__文書抜粋__

副操縦士によって意図的に起こされた墜落事故(スペインでの報道)
2015.03.28 up
墜落事故は28歳ドイツ人副操縦士の意図的な行為だと断定された【出典】Levante-EMV
今週スペインを震撼させたのは、Lufthansaの格安航空子会社のジャーマンウィングス(Germanwings)の墜落事故のニュースだった。
乗客150人を乗せたジャーマンウィングス(Germanwings)が運行していた、スペイン・バルセロナ発~ドイツ・デュッセルドルフ行きのAirbus A320機が、フランス・アルプスの山岳地帯で墜落したというのだ。
乗客150人のうち、40人ほどはスペイン姓だとして、スペインでもこの墜落事故に関しての報道が延々と続けられていた。
・「事故」が起こったと報道されたのは、3月25日水曜日。事故が起こった事実と乗客のうち40名弱がスペイン姓であること、乗客のなかにはドイツから交換留学に来ていた17歳の学生グループが乗っていたこと、生存者がいる可能性はほぼゼロ、アルプス山脈での事故機の救難活動は今後数日の天気との闘いとなるが、かなり難航するだろう、というような主旨のことが伝えられた。

__作業課題 1__
墜落事故の報道記事から、「副操縦士によって意図的に起こされた墜落事故(スペインでの報道)」を含む語句で始まり「の墜落事故のニュースだった。」で終わる部分を一字一句そのまま書き写してください。
__作業課題 2__
ジャーマンウィングス墜落事故の報道記事を、最後の文の後から書き継いでください。
データは参照しなくてかまいません。

__提供データ__

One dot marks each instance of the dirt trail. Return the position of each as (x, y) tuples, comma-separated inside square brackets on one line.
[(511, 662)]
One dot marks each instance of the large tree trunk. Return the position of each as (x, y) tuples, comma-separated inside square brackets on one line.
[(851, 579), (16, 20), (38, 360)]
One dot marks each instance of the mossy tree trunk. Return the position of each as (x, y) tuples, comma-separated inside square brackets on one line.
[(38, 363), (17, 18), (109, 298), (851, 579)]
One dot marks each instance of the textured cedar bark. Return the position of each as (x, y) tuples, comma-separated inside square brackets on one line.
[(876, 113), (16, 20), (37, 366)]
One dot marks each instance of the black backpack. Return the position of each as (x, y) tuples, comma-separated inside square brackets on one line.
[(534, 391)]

__回答 1__
副操縦士によって意図的に起こされた墜落事故(スペインでの報道)
2015.03.28 up
墜落事故は28歳ドイツ人副操縦士の意図的な行為だと断定された【出典】Levante-EMV
今週スペインを震撼させたのは、Lufthansaの格安航空子会社のジャーマンウィングス(Germanwings)の墜落事故のニュースだった。

__回答 2__
事故が起こった当日の報道では、事故原因は不明ながら、当日の上空の様子は悪くなく、何故飛行機が墜落したのかよくわからない、という不明点が募っていた。水曜日の夜スペインのテレビやラジオ番組は「エアバスに一体何が起こったのか?」と推測する状況が続いていた。追撃現場から取り出された、コクピットのボイスレコーダーとフライトレコーダーの解析が事故の原因を知る鍵になる、その解析結果を待とうと。
・翌日26日木曜日も、朝から本件の報道でテレビやラジオで持ちきりだったが、報道の主旨をまるっきり変えたのが、フランス司法当局によって発表された以下のコメントだった。
フランス当局は、「コクピットのボイスレコーダーとフライトレコーダーの解析から、事故は、GermanwingsのA320機を運転していた副操縦士のアンドレアス・ルビッツによって意図的に墜落されたものと断定せざるを得ない」と発表した。このニュースは衝撃とともにスペイン中を駆け回った。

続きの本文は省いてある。